====== Excerpted passage

Faculty impact: Helping families recover from homelessness
When Laura Gultekin moved to Ann Arbor for a new job at Michigan Medicine’s C.S. Mott Children’s Hospital, she saw how severe gaps in health, known as health disparities, can be among different populations throughout the county. Her nursing career began in a Washington, D.C. pediatric intensive care unit (ICU), which served children from disadvantaged communities.
“We had children coming to the ICU every day with conditions that are normally manageable, like diabetes and asthma,” Gultekin explained. “I thought that was the norm.”
Gultekin saw a significant difference in Ann Arbor.
“I saw asthmatics and kids with diabetes maybe once a month and they rarely had complex social issues,” she said. “They existed, but they weren’t as severe compared to D.C. It was a real eye-opener.”
The catalyst
The realization prompted Gultekin to enroll at the University of Michigan School of Nursing to earn her Family Nurse Practitioner master’s degree. She found an ideal opportunity to learn about health disparities and how to prevent them on a project with UMSN Professor Barbara Brush.

============

* **Exercise set**
**a.** Can you rewrite the faculty impact article from "Faculty impact: Helping" to "from disadvantaged communities.", replacing "Ann Arbor" with "the city" wherever it appears?
**b.** According to the faculty impact article, where did Gultekin's nursing career begin?
Rely only on the faculty impact article.

====== Entries provided

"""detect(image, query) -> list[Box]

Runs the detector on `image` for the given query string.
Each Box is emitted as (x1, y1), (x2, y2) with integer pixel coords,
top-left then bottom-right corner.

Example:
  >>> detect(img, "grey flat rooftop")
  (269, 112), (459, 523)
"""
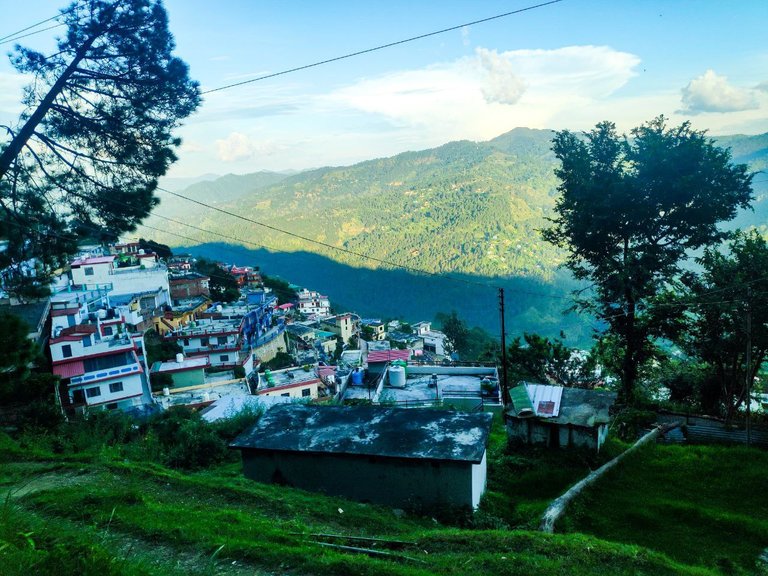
(230, 404), (493, 464)
(379, 373), (496, 402)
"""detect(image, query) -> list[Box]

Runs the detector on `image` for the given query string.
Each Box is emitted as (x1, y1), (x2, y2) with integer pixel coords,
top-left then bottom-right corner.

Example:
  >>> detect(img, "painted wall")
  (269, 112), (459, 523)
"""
(242, 450), (485, 510)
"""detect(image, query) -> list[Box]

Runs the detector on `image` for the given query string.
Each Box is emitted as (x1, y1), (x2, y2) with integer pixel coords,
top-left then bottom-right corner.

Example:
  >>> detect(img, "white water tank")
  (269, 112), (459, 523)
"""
(389, 366), (405, 388)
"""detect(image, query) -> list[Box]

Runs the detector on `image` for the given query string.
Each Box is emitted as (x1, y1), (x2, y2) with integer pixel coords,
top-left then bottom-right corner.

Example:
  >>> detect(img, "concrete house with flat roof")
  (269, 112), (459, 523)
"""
(230, 404), (493, 509)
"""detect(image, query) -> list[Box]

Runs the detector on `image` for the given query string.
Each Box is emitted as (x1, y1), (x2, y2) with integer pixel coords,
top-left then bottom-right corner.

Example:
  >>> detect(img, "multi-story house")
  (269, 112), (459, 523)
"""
(168, 272), (211, 301)
(49, 291), (152, 415)
(320, 314), (359, 344)
(296, 288), (331, 318)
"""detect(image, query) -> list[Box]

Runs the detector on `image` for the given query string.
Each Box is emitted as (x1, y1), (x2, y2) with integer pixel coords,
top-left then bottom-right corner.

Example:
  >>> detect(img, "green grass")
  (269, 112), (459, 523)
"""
(0, 422), (768, 576)
(562, 446), (768, 573)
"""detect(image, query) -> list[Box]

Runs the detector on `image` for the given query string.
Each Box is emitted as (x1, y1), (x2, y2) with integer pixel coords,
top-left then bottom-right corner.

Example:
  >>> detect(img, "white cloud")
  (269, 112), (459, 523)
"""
(216, 132), (256, 162)
(682, 70), (759, 114)
(476, 48), (525, 104)
(325, 46), (640, 146)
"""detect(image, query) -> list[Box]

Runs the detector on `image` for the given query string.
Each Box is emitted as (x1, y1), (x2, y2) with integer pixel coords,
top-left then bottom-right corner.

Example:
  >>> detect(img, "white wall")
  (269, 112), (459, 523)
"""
(472, 452), (488, 508)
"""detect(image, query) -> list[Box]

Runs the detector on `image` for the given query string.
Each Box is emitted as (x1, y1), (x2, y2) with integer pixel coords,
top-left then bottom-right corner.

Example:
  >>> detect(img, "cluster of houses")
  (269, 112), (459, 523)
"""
(0, 242), (613, 508)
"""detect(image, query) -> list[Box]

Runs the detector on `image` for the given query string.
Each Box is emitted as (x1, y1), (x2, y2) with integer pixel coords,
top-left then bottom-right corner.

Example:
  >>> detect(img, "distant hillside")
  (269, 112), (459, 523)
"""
(146, 129), (560, 278)
(148, 128), (768, 334)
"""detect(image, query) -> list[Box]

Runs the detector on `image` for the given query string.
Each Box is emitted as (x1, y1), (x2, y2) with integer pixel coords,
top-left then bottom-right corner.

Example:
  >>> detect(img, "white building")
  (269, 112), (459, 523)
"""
(297, 288), (331, 318)
(49, 291), (151, 415)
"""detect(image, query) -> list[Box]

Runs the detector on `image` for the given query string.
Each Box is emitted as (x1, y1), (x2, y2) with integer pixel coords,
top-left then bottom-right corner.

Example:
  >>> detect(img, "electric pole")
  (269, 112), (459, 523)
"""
(744, 288), (752, 447)
(499, 288), (509, 405)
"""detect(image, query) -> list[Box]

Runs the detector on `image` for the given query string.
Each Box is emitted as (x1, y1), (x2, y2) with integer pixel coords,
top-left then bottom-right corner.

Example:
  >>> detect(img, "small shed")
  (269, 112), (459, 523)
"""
(230, 404), (493, 509)
(506, 382), (616, 450)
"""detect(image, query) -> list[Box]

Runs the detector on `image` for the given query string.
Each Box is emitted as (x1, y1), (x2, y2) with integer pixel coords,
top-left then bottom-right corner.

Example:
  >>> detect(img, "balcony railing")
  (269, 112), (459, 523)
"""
(69, 363), (141, 386)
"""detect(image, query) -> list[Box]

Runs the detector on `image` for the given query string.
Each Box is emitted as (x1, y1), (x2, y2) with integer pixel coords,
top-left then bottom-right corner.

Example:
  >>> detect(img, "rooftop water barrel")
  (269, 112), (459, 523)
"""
(352, 368), (363, 386)
(389, 366), (405, 388)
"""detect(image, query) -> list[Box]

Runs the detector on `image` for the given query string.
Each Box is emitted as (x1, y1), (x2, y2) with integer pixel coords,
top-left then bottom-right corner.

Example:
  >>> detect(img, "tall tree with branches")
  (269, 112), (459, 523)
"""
(543, 116), (752, 402)
(0, 0), (200, 296)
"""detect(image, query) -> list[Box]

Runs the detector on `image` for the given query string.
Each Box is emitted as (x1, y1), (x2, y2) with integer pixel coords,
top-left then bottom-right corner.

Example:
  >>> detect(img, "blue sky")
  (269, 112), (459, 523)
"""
(0, 0), (768, 177)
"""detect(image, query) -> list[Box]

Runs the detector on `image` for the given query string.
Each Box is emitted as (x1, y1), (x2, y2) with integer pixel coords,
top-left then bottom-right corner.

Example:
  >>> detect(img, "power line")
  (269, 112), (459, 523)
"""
(0, 6), (77, 42)
(201, 0), (563, 94)
(0, 24), (64, 45)
(157, 187), (512, 292)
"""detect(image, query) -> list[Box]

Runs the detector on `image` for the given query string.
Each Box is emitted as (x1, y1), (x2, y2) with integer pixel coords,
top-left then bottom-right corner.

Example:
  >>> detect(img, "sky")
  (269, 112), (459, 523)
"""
(0, 0), (768, 177)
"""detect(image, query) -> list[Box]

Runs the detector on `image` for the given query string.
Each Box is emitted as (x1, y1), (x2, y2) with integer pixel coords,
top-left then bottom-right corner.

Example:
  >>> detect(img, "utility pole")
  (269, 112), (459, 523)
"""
(744, 287), (752, 447)
(499, 288), (509, 405)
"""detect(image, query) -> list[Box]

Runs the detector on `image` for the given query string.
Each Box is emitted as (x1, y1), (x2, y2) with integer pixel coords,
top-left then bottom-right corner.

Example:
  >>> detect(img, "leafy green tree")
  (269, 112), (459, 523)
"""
(0, 0), (200, 296)
(437, 310), (470, 356)
(261, 274), (298, 304)
(194, 258), (240, 302)
(543, 116), (752, 402)
(139, 238), (173, 260)
(676, 231), (768, 420)
(0, 312), (40, 403)
(507, 333), (600, 388)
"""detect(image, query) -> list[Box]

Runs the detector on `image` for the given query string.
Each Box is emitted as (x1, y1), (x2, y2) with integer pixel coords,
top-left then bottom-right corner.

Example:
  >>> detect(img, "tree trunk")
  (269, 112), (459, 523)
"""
(539, 422), (681, 534)
(0, 35), (98, 180)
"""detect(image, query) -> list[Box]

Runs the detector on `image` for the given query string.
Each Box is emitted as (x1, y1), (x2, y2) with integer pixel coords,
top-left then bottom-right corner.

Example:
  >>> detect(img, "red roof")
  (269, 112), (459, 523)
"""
(368, 350), (411, 364)
(53, 360), (85, 378)
(71, 256), (115, 268)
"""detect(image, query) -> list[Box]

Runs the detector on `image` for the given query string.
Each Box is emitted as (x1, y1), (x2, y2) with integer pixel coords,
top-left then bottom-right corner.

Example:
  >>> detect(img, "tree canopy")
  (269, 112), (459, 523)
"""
(673, 231), (768, 420)
(543, 116), (752, 401)
(0, 0), (200, 296)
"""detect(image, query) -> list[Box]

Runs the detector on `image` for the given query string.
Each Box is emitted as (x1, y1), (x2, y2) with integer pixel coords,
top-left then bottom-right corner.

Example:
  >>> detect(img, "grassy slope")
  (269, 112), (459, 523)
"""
(0, 454), (713, 575)
(563, 446), (768, 571)
(0, 420), (768, 576)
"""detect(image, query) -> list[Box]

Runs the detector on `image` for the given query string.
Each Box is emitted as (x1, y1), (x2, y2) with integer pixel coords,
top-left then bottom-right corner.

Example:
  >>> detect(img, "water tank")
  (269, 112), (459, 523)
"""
(389, 366), (405, 388)
(352, 368), (363, 386)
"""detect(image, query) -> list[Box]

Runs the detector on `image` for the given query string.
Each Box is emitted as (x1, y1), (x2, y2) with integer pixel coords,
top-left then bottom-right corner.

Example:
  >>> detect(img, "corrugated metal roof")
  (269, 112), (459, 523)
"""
(53, 360), (85, 378)
(368, 350), (411, 364)
(525, 384), (563, 418)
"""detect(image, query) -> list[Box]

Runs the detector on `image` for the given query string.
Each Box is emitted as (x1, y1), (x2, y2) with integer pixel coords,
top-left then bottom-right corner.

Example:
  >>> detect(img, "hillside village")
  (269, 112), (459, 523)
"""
(3, 242), (499, 418)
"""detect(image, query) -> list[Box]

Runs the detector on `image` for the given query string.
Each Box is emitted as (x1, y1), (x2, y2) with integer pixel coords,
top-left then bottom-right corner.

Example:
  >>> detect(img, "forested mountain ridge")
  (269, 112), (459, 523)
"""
(150, 129), (560, 278)
(147, 128), (768, 280)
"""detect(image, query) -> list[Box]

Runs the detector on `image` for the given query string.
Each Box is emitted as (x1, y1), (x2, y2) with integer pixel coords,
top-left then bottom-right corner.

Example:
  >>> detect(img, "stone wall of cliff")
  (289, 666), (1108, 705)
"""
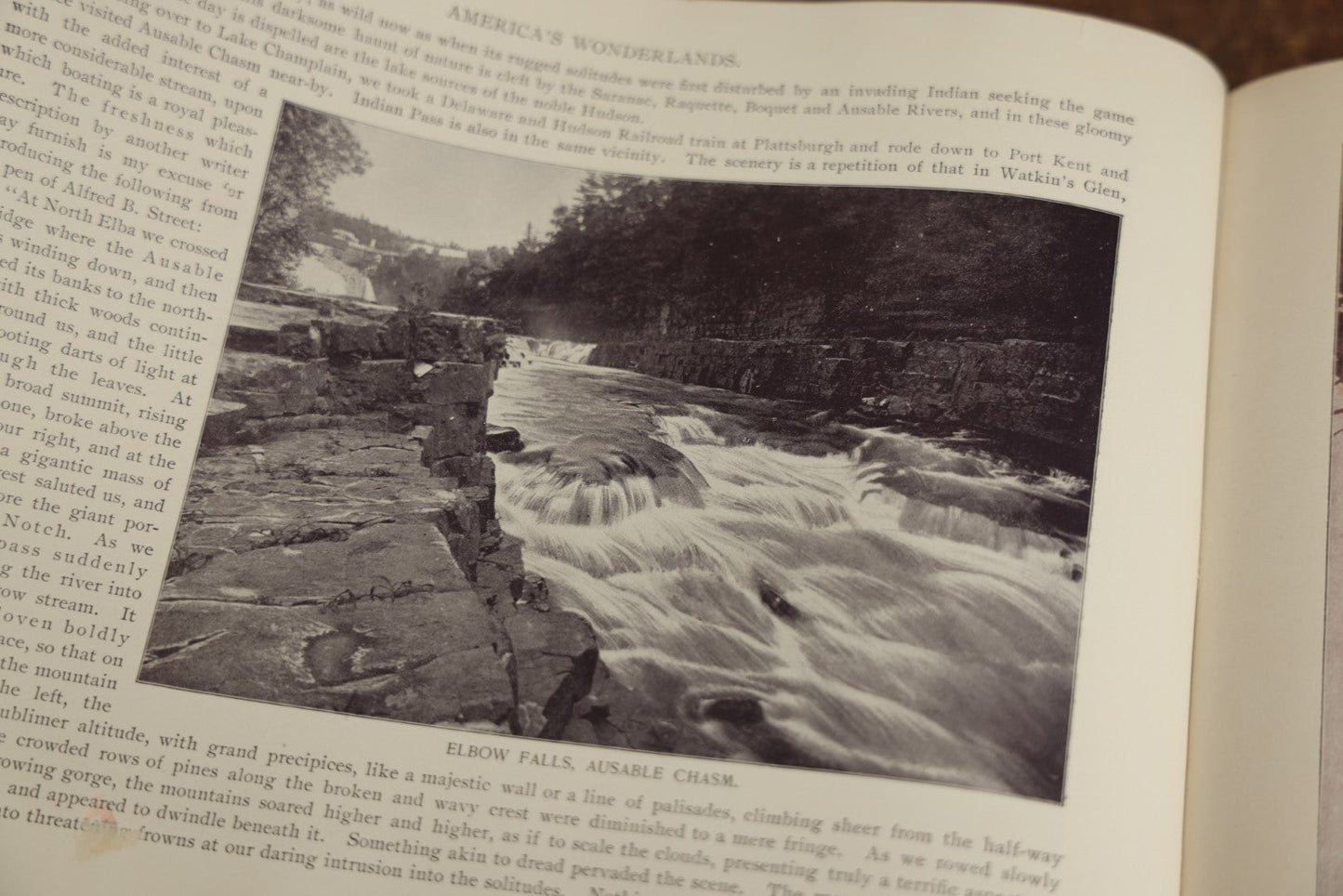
(141, 284), (678, 748)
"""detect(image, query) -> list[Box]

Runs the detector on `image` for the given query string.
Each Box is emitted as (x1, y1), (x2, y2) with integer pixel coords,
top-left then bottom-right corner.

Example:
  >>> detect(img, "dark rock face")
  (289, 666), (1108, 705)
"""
(589, 338), (1105, 453)
(141, 284), (665, 745)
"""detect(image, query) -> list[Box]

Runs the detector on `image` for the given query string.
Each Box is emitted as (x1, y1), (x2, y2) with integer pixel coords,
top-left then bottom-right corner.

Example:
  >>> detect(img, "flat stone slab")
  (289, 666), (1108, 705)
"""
(139, 591), (513, 724)
(160, 522), (471, 604)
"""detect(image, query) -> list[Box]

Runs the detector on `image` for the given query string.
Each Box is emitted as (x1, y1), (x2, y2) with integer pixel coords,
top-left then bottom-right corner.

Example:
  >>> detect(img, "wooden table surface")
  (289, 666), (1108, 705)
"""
(1009, 0), (1343, 87)
(783, 0), (1343, 87)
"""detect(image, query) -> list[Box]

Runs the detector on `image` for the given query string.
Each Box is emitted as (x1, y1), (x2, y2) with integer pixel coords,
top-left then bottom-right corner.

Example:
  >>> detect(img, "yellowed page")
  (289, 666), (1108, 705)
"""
(0, 0), (1223, 896)
(1186, 64), (1343, 893)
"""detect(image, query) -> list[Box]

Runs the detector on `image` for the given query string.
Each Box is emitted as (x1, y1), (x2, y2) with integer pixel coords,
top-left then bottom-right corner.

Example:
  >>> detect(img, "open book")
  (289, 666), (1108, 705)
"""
(0, 0), (1343, 896)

============

* **Per-task outputs**
**a.**
Faculty impact: Helping families recover from homelessness
When Laura Gultekin moved to the city for a new job at Michigan Medicine’s C.S. Mott Children’s Hospital, she saw how severe gaps in health, known as health disparities, can be among different populations throughout the county. Her nursing career began in a Washington, D.C. pediatric intensive care unit (ICU), which served children from disadvantaged communities.

**b.** In a pediatric intensive care unit (ICU) in Washington, D.C.